Task inputs –
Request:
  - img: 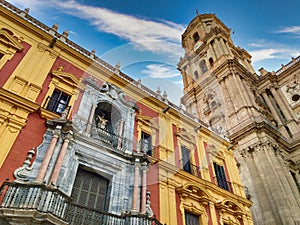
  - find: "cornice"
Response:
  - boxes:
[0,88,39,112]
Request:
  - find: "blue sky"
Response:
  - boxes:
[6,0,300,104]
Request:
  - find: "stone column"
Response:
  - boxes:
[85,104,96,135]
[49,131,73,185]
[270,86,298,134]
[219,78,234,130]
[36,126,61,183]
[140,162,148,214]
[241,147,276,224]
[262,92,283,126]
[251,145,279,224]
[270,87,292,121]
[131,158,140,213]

==

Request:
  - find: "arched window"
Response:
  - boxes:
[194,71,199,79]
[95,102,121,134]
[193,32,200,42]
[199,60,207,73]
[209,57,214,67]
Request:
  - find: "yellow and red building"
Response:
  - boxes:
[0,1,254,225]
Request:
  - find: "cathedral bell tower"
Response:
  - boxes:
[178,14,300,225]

Required work –
Wherever "find" appears in a line of the entries, copy that line.

Answer to this task –
  - find: "cornice"
  - find: "blue sky"
  - find: "stone column"
  - find: "arched window"
  - find: "yellow and red building"
  - find: "cathedral bell tower"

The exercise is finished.